##### Supplied data
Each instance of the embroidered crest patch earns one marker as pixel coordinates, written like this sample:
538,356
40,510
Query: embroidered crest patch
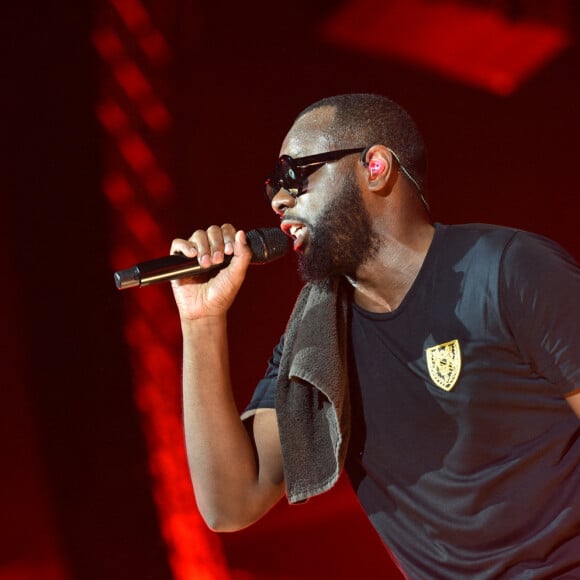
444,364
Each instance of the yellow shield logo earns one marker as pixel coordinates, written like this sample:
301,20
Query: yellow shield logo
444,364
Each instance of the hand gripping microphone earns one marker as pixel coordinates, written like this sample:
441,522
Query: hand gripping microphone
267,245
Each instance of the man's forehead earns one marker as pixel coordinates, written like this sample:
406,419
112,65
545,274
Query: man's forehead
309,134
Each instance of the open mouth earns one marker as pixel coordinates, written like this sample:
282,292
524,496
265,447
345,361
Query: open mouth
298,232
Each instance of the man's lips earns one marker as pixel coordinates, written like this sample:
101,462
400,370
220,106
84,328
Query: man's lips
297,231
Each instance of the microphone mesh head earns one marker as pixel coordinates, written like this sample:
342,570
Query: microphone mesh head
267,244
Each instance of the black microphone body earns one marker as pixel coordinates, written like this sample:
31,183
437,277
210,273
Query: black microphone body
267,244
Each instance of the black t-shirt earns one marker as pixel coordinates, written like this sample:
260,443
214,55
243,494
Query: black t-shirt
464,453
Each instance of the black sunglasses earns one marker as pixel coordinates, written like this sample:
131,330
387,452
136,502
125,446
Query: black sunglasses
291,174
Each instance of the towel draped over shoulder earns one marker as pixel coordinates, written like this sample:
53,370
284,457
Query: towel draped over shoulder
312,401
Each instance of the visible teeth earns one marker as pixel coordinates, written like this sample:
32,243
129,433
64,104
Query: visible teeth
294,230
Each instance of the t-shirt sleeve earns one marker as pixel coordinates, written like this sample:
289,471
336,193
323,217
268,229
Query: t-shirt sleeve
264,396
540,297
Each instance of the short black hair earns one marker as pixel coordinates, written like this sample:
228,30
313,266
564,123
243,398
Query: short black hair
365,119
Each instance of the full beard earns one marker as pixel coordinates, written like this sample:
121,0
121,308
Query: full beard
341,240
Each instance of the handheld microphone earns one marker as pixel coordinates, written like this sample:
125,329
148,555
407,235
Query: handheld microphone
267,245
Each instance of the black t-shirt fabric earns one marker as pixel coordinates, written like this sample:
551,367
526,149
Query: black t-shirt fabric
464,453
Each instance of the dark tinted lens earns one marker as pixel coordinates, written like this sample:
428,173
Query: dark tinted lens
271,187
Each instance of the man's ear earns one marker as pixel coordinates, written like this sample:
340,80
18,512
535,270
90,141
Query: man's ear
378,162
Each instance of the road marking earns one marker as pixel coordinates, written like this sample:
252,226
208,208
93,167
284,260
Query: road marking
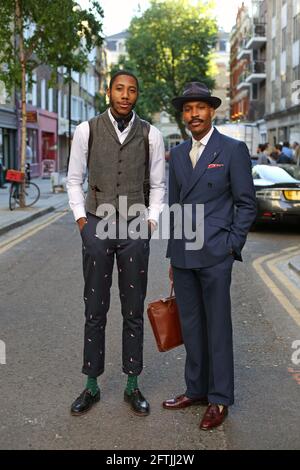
##########
What this task involves: Rewrite every one of the entries above as a numbered list, one line to a number, with blank lines omitted and the pictures left out.

Complete response:
1. Each instance of the embroidered crest patch earns one marker as pixel coordinates, written like this sample:
2. 538,356
3. 40,510
4. Query: embroidered crest patch
5. 444,364
6. Each instance of the yellow shield logo earns one marker as pixel coordinates, written like this sample:
7. 301,20
8. Query: yellow shield logo
9. 444,364
10. Each instance of the hand gripping microphone earns one marker as pixel coordinates, written like this sample:
11. 441,522
12. Query: hand gripping microphone
13. 267,245
14. Each instance of the man's forehead earns one marker as pixel coordinates, written like this sample:
15. 406,419
16. 112,65
17. 545,274
18. Query: man's forehead
19. 309,134
20. Each instance of the open mouth earns one marker as pixel coordinates, written like this sample:
21. 282,292
22. 524,496
23. 265,447
24. 345,361
25. Query: open mouth
26. 298,232
27. Each instance of the man's lips earns one marker as pixel coordinates, written like this sample:
28. 101,462
29. 400,370
30. 220,106
31. 84,328
32. Query: man's lips
33. 297,231
34. Each instance of the microphone mesh head earns one marker as pixel coordinates, written like this sample:
35. 342,570
36. Query: microphone mesh head
37. 267,244
38. Each instance of the black microphone body earns one marker as pixel coordinates, written like this sample:
39. 31,183
40. 437,277
41. 210,273
42. Query: black microphone body
43. 267,244
44. Each instance of the black t-shirt earns one marker as pixel coordinates, written like this sample:
45. 260,443
46. 214,55
47. 243,494
48. Query: black t-shirt
49. 464,453
50. Each instance of the black sunglasses earns one marker as pixel coordinates, written like this sample:
51. 131,330
52. 387,452
53. 136,502
54. 125,446
55. Query: black sunglasses
56. 291,174
57. Each instance of the towel draped over shoulder earns one marker as pixel coordinates, written like this sample:
58. 53,370
59. 284,457
60. Query: towel draped over shoulder
61. 312,401
62. Each instance of the visible teeth earns one marker as pixel coordinates, written like this sample:
63. 32,243
64. 129,433
65. 64,104
66. Query: visible teeth
67. 294,230
68. Each instance of the t-shirt sleeve earns one marker as pixel coordinates, written like this sample:
69. 289,471
70. 336,193
71. 323,217
72. 268,229
73. Query: t-shirt sleeve
74. 264,396
75. 540,297
76. Each instance of the short black hair earns one marker as pixel coordinates, written like this sample:
77. 228,30
78. 313,266
79. 564,123
80. 243,398
81. Query: short black hair
82. 365,119
83. Each instance of the full beard earns one marker as pixel coordinates, written like this sample:
84. 121,0
85. 121,308
86. Query: full beard
87. 341,240
88. Each instance of the handheld microphone earns one marker as pixel coordinates, written like this sample:
89. 125,329
90. 148,555
91. 407,235
92. Query: handheld microphone
93. 267,245
94. Each instance of the black t-shirt fabric earns one marker as pixel coordinates, written like this sample:
95. 551,367
96. 526,149
97. Query: black t-shirt fabric
98. 464,453
99. Each instance of the dark tinted lens earns one marker as pixel coordinates, written like this sample:
100. 428,173
101. Query: dark tinted lens
102. 271,187
103. Each instance of the man's ear earns one marker as pixel coordinates, written like this sample:
104. 340,80
105. 18,512
106. 535,270
107. 90,141
108. Query: man's ear
109. 378,162
110. Each instance of the road marking earns one marker as pixel coordinates, written like this sample:
111. 252,226
112. 208,208
113. 93,167
114. 284,260
115. Query: road marking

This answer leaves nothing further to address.